(Input Opens)
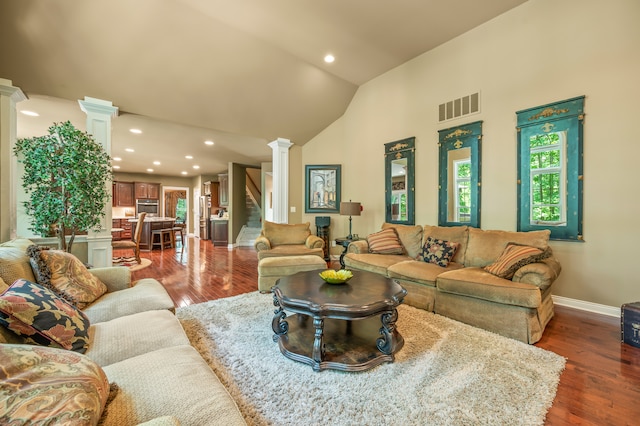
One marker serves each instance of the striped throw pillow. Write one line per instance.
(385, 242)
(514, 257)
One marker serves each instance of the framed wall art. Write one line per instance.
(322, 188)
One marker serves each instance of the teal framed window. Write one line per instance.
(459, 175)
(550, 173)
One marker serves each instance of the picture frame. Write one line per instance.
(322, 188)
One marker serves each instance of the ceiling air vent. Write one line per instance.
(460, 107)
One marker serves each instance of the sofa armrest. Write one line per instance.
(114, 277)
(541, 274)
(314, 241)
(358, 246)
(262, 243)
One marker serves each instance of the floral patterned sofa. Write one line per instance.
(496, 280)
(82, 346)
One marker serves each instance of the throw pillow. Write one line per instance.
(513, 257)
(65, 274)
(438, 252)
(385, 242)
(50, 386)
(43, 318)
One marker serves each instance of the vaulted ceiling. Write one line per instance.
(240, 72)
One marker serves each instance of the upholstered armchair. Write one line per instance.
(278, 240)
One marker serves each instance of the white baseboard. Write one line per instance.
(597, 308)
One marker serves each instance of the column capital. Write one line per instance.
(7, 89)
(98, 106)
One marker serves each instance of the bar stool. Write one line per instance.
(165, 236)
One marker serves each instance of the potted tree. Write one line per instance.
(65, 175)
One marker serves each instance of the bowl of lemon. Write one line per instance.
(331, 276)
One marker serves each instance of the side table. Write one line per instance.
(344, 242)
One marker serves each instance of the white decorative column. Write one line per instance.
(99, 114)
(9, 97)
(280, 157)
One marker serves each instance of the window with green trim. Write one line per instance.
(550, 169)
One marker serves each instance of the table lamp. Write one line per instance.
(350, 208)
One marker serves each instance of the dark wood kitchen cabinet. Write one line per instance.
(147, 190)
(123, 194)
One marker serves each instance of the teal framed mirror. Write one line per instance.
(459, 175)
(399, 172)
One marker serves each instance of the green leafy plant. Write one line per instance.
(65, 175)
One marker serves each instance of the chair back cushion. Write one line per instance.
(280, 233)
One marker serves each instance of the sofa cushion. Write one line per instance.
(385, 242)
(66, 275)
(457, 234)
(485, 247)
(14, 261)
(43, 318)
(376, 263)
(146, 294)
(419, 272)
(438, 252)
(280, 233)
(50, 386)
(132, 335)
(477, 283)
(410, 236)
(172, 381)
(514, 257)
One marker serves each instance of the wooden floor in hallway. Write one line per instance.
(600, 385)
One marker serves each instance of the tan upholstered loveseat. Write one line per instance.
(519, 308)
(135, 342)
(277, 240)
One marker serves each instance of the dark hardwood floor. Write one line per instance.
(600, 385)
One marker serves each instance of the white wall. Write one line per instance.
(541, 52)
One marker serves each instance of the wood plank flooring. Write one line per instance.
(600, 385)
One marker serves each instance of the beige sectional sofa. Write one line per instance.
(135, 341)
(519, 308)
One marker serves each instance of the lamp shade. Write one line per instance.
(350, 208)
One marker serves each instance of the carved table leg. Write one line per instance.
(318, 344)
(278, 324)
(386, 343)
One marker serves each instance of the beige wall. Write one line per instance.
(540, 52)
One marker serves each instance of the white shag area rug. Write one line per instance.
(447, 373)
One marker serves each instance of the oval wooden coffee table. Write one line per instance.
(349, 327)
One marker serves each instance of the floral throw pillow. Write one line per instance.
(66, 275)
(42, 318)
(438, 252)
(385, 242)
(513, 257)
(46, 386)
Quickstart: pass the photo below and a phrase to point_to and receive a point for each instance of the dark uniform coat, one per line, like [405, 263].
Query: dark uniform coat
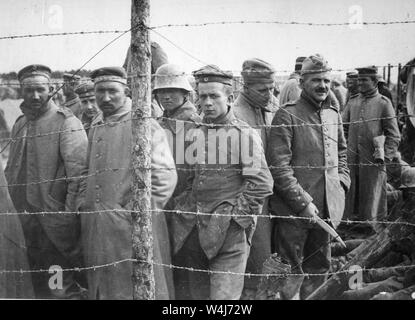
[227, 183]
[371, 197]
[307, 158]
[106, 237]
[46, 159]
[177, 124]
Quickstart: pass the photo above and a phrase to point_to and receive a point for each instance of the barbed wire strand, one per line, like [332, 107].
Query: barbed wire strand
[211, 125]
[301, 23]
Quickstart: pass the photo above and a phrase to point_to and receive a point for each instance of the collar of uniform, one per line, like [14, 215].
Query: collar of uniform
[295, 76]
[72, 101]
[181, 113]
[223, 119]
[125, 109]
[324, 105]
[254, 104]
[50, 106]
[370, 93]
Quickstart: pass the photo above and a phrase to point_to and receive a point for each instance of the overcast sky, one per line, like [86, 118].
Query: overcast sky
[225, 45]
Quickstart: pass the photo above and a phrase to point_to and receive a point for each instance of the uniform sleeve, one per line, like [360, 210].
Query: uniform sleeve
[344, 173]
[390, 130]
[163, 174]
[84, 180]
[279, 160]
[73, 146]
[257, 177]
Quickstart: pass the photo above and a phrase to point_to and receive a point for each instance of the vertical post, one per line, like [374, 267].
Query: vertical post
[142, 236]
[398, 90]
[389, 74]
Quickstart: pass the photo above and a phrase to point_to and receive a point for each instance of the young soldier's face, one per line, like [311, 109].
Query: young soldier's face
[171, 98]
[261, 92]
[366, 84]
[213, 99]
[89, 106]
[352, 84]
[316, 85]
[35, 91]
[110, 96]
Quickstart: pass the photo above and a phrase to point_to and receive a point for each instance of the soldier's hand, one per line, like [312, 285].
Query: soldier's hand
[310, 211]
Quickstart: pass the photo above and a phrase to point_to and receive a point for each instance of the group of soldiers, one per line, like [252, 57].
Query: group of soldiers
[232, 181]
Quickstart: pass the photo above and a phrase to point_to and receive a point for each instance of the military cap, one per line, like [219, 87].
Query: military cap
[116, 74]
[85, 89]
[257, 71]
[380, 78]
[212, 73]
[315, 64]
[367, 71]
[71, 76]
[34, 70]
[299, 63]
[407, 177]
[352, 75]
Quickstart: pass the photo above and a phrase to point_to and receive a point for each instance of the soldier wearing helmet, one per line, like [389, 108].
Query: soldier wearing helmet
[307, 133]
(Input Closes)
(Input Opens)
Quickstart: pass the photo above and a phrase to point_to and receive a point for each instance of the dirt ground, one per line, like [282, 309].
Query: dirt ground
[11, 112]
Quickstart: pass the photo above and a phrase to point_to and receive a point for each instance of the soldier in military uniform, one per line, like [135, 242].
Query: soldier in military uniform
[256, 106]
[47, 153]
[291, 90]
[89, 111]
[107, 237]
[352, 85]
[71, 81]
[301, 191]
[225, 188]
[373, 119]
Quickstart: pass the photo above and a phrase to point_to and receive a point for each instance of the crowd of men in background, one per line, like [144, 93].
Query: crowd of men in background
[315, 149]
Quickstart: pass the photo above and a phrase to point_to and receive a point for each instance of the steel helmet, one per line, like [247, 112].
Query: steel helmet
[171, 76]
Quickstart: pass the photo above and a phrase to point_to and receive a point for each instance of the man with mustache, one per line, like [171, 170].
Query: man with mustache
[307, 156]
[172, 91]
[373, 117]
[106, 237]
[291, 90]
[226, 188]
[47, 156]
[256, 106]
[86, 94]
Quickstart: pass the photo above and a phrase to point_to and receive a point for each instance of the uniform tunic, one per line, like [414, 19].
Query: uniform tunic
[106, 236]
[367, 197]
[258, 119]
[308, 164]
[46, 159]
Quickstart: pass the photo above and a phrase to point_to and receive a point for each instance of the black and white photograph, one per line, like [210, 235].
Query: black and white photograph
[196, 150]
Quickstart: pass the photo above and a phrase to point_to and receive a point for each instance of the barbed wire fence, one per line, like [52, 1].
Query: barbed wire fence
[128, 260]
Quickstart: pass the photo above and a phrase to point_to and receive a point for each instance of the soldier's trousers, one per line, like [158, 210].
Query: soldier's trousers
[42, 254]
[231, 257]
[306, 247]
(Input Closes)
Requirement: Look above for the line holding "Query: uniform sleeve" and the line holding "like [311, 109].". Retype both, and every line between them, word for word and nothing else.

Expected answer:
Query: uniform sleeve
[344, 173]
[390, 130]
[163, 174]
[84, 180]
[279, 160]
[73, 146]
[257, 177]
Quickstart: pass the photo above and a phrase to point_to and receive a point for each instance of the vertical post, one per line, like [374, 267].
Query: vertical post
[142, 236]
[398, 90]
[389, 74]
Quickstart: pass the photo above and a phrase to point_to and receive a point for each instance of the young soldier's face, one per line, like [311, 109].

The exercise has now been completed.